INSTRUCTIONS FOR THE TASK:
Copy every line of the listing below word for word, leaving out the pictures.

====== SUPPLIED MATERIAL ======

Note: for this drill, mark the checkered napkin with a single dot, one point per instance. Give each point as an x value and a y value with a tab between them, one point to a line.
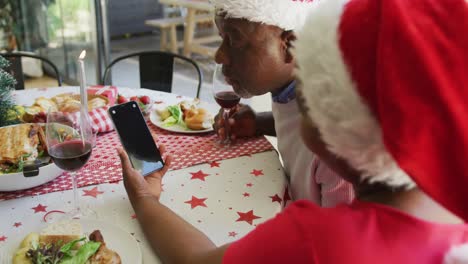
100	120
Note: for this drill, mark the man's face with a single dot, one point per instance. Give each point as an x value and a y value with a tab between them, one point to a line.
253	56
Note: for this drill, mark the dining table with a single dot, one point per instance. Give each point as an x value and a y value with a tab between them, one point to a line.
190	43
223	191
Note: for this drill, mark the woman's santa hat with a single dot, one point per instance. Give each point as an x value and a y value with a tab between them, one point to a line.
285	14
386	84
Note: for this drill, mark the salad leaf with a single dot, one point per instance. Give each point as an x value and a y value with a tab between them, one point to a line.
177	113
83	253
66	249
170	121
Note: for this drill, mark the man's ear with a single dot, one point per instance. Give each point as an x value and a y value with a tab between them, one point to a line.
288	37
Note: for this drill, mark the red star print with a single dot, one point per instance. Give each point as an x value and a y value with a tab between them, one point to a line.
93	192
196	202
247	217
276	198
286	196
39	208
257	173
214	164
199	175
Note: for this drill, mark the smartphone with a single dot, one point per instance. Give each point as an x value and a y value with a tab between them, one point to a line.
136	137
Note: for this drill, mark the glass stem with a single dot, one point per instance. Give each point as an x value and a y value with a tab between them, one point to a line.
227	127
76	201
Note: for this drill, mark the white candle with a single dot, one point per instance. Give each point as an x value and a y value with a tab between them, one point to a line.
83	90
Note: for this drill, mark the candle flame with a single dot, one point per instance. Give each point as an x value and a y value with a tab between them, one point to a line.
82	55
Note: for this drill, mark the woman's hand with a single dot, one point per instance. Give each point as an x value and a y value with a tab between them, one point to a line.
138	186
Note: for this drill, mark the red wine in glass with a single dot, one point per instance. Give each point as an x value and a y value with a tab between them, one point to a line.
227	99
71	155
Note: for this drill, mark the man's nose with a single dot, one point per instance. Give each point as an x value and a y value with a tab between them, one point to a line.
221	56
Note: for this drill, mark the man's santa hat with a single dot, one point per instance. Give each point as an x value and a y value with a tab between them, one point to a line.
285	14
386	84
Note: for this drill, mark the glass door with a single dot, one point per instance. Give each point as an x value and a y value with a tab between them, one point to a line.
59	30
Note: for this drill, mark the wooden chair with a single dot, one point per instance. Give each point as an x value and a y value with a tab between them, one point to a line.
16	68
168	28
156	70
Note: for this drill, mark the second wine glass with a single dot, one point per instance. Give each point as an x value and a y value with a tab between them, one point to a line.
226	97
70	142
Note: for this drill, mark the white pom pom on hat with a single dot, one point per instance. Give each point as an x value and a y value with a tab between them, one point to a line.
385	82
285	14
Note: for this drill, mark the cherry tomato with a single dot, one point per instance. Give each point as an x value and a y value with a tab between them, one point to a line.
145	99
122	99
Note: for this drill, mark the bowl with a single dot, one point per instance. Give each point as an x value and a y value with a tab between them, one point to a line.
24	180
18	181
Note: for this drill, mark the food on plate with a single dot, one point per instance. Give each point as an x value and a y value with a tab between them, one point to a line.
66	102
187	114
197	119
64	243
20	144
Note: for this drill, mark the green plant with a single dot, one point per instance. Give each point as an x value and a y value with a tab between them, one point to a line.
7	106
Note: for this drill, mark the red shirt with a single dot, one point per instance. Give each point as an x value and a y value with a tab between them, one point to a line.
359	233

======

FULL OUTPUT:
Note: for this drill, mark the checkered napkin with a single dot, one point per instance. Give each point as an x value and a y value with a tab between them, one point to a line.
100	120
Note: for this drill, mark the man's face with a single dot, one point per instance. Give each point as an x value and a y value with a tab between them, one point to a line.
253	56
Note: for this drill, mark the dining table with a single dot, one point per instance. Give each point as an x value and a y value with a tab between them, one point to a line.
190	43
223	191
Note: for this drill, mark the woman's santa hat with a single dot, one point per instance. Give each point as an x value and a y value with a tab between them, one point to a line.
285	14
386	84
Note: for this drill, mark the salad leaf with a single dot, one point per instance. Give each point as an x value and a y value with a tab between them, one point to a line.
177	113
83	253
66	249
170	121
Note: for this drill, mark the man's ear with a single dot, one point per instance. Give each point as an x value and a y value with a tab between them, one point to a line.
288	37
Note: for this drill, mark the red star print with a single dot, one point per instance. Give each point as an x value and a y value with a tab between them, one point to a line.
93	192
196	202
247	217
276	198
286	196
39	208
257	173
214	164
199	175
Note: for this drill, mark the smartphone with a single dot, one point per instance. Give each point as an x value and a y value with a tab between them, one point to a line.
136	137
Note: for this drill, mark the glass stem with a single dot, one point per instance. Give each point as an x value and a y value with a tab between them, one point to a line.
227	127
76	201
Note: for this drill, mark the white candle with a single dot, one point per instance. Give each point as an x value and a y value with a tab between them, one point to a line.
83	90
Note: for this drill, mark the candle flame with a single dot, one point per instance. Give each point as an x value and a y value with a tab between them, one point to a line.
82	55
Note: for this drill, mark the woman's hand with a single dot, one point per instance. Give each point as an x value and a y value with a tab between them, one point to a line.
138	186
Note: for this drill, mark the red wine in glass with a single dot, one point per instance. Give each point as an x value and a y value with a tab between them, one point to a line.
227	99
71	155
Note: for this drill, mark the man's nose with a single dot, one point per instance. Give each point as an x value and a y value with a tab between them, one point to a line.
221	56
Note: for this drill, mark the man's santa hat with a single dot, one point per instance. Give each point as an x value and a y value with a tab between them, one point to a line.
285	14
386	84
Note: for this drill, mark the glass door with a single dot, one point per instance. Give each point as an x value and a y value with a tab between them, one point to a line.
59	30
Note: for this drill, mark the wooden chair with a single dot, one point per instance. Give each point as an x value and a y value with a tab between them, one point to a line.
16	68
168	28
156	70
Note: for this drill, mark the second wine glass with a single dot, one point per instance. Give each point as an x value and a y value with a tab between them, one point to a line.
226	97
70	142
Note: for this drill, mark the white pom pom on hat with a single dot, one point per instance. Give each point as an x value and a y value with a tab between them, one point to a line.
385	82
285	14
Note: for this drill, mark the cherry tomato with a single dot, one point per instance. Give each point as an x value and a y value with a tab between them, one point to a line.
145	99
122	99
Note: for this drill, mark the bowl with a single dot, one point per instance. Give each point as an x value and a y value with a tab between them, one point to a line.
24	180
18	181
Note: for this drill, mark the food on plate with a single dot, one point per instance. Give each point as an x value and a y value with a tab between them, one point to a line.
66	102
187	114
197	119
64	243
20	144
Note: for this drill, mark the green plant with a single dot, one point per instance. Give each point as an x value and a y value with a tab between them, one point to a line.
7	106
Note: for this drill, mark the red shirt with a single dot, one point per instance. Give each point as an x value and a y value with a tab between them, one point to a line.
359	233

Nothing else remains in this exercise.